**TASK REQUIREMENTS:** Return each line from the entries below that contains the string "shirt", treating uppercase and lowercase as different.

**Object position labeling entries:**
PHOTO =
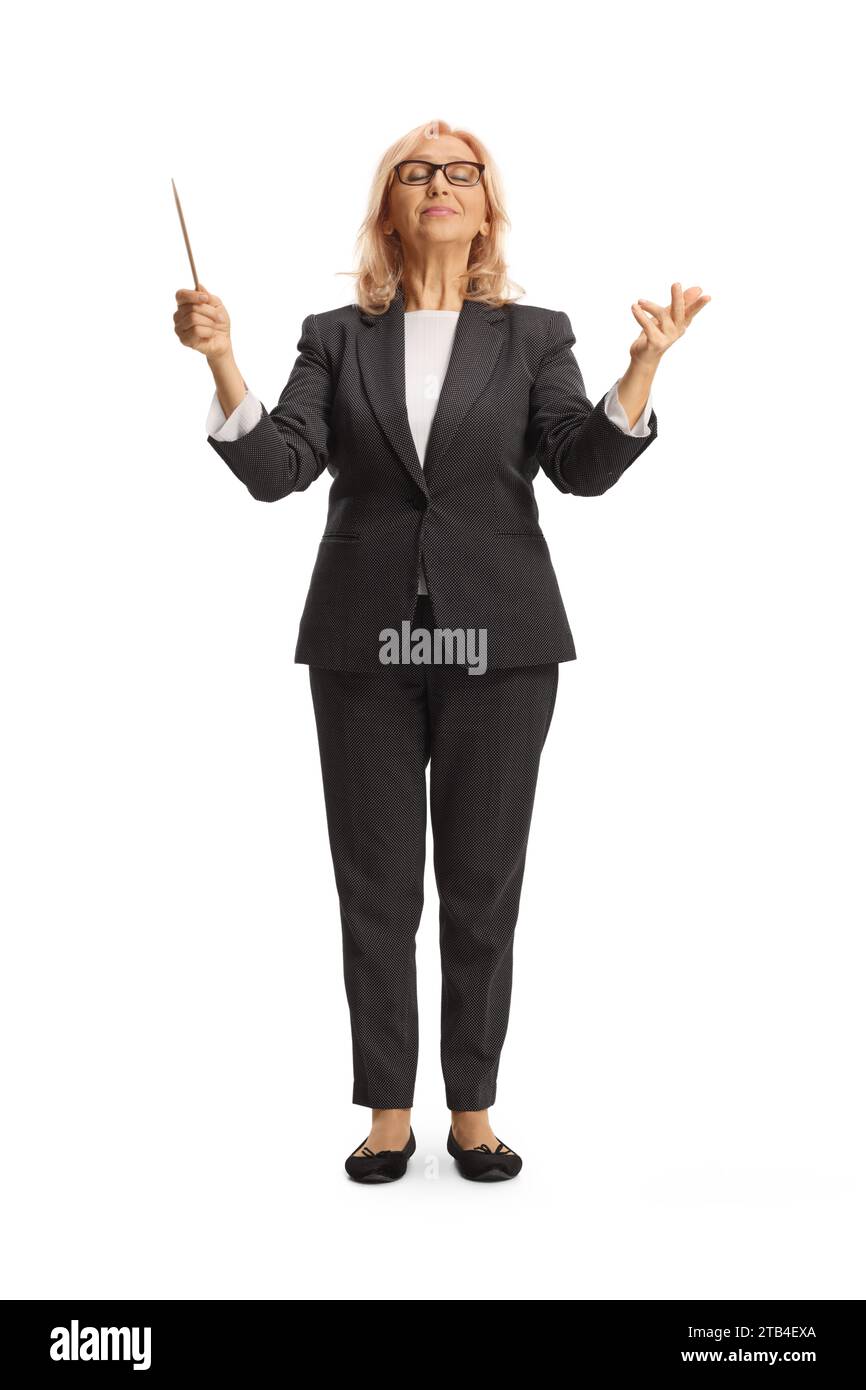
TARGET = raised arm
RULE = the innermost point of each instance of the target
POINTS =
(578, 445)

---

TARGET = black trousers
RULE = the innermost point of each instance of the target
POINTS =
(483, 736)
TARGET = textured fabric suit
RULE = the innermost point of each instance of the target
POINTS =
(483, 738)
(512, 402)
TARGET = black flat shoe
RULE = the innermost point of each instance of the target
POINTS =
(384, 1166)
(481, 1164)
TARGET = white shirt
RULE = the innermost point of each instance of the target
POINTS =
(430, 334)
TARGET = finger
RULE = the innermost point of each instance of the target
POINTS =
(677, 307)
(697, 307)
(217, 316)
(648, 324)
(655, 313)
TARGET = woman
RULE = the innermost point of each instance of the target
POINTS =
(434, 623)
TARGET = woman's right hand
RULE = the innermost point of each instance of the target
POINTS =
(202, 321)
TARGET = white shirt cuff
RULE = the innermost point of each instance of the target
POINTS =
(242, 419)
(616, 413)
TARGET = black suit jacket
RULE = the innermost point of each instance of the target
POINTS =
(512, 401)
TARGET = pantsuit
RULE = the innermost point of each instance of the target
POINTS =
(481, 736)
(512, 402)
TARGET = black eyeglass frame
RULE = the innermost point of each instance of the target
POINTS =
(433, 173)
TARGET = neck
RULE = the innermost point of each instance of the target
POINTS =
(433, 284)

**EXERCISE RESPONSE:**
TARGET = white shirt
TARGET = white shirt cuff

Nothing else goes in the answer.